**** Passage for review ****

With secret key cryptography, the same key is used to both
encrypt and decrypt data.  With public key cryptography,
selecting which key or keys to use for encryption can be more
complicated as it is based upon the type of security objectives
desired.  Both encryption methods are designed so that only an
authorized party has the key necessary to decrypt the ciphertext,
thus assuring that only intended parties have access to the data.

3.2  Message Authentication Codes

In IT systems, it is not always possible for humans to scan
information to determine if data has been erased, added or
modified.  Even if scanning were possible, the individual may
have no way of knowing what the correct data should be.  For
example, "do" may be changed to "do not"; or $1,000 may be
changed to $10,000.  It is therefore desirable to have an
automated means of detecting both intentional and unintentional
modifications of data.  While error detecting codes have long
been used in communications protocols (e.g., parity bits), these
are easily defeated to allow modifications to go undetected. 
Fortunately, cryptography can be used in a very secure technique
for performing error detection.

A Message Authentication Code (MAC) is a means for performing
error detection using secret key cryptography in order to detect
unauthorized modifications to data.  NIST FIPS 113, Computer Data
Authentication, specifies a standard technique for calculating a
MAC.  Using a secret key, a MAC is calculated from and appended
to the data.  To verify that the data has not been modified at a
later time, any party with access to the correct secret key can
recalculate the MAC.  The new MAC is compared with the original
MAC, and if they are identical, the verifier has confidence that
the data has not been modified by an unauthorized party.  If the
two MACs are different, then an unauthorized modification must be
assumed.  The calculation and verification of a MAC from data
provides for its integrity, since any modification to the data by
an unauthorized party can be detected.

**** Supplied material ****

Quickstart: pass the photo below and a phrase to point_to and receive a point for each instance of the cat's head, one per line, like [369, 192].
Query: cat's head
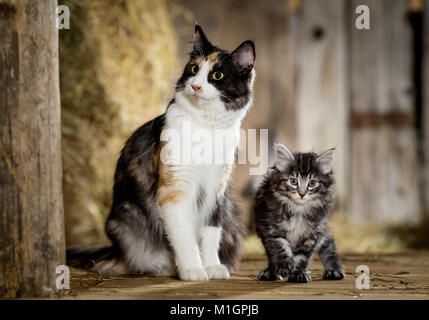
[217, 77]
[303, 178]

****
**** Supplied material ****

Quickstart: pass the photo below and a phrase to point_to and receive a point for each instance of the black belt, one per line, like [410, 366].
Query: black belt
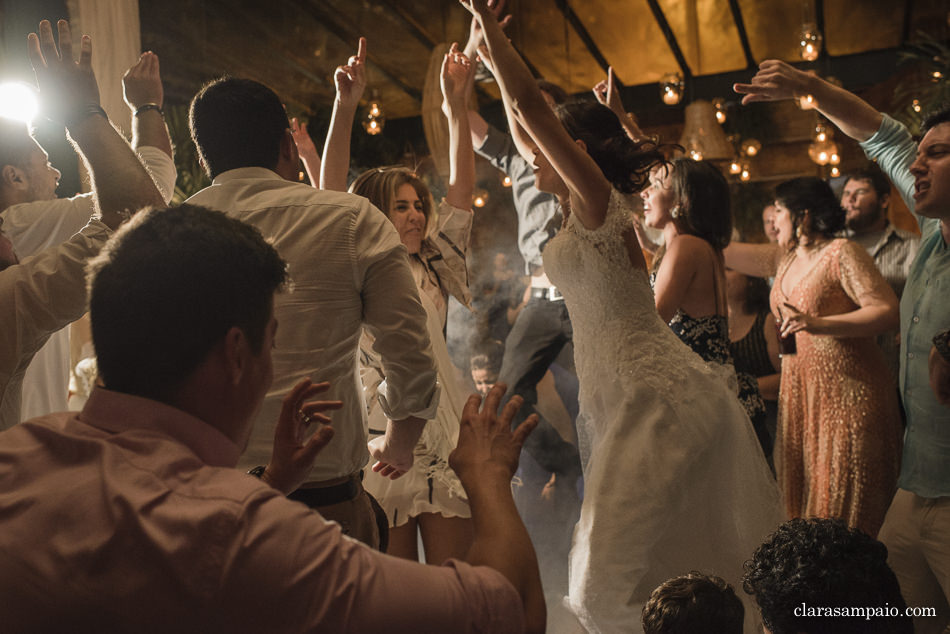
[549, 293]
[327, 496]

****
**** Supplied material ****

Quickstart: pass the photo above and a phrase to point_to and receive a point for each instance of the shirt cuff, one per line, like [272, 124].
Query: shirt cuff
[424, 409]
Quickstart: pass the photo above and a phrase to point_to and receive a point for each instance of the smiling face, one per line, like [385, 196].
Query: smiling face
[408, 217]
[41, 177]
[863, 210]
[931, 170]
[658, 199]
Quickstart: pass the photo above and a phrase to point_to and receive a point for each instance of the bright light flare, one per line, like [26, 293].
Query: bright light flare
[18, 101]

****

--- Exercise 1 ---
In the passage on message authentication codes, write out the part from "A Message Authentication" to "can be detected.", substituting "shared key" for "secret key".
--- Exercise 2 ---
Answer these questions using the passage on message authentication codes.
(a) In secret key cryptography, which key is used to decrypt data?
(b) What example of error detecting codes used in communications protocols is given?
(c) Which NIST standard specifies a technique for calculating a MAC?

--- Result 1 ---
A Message Authentication Code (MAC) is a means for performing
error detection using shared key cryptography in order to detect
unauthorized modifications to data.  NIST FIPS 113, Computer Data
Authentication, specifies a standard technique for calculating a
MAC.  Using a shared key, a MAC is calculated from and appended
to the data.  To verify that the data has not been modified at a
later time, any party with access to the correct shared key can
recalculate the MAC.  The new MAC is compared with the original
MAC, and if they are identical, the verifier has confidence that
the data has not been modified by an unauthorized party.  If the
two MACs are different, then an unauthorized modification must be
assumed.  The calculation and verification of a MAC from data
provides for its integrity, since any modification to the data by
an unauthorized party can be detected.

--- Result 2 ---
(a) The same key that is used to encrypt it.
(b) Parity bits.
(c) NIST FIPS 113, Computer Data Authentication.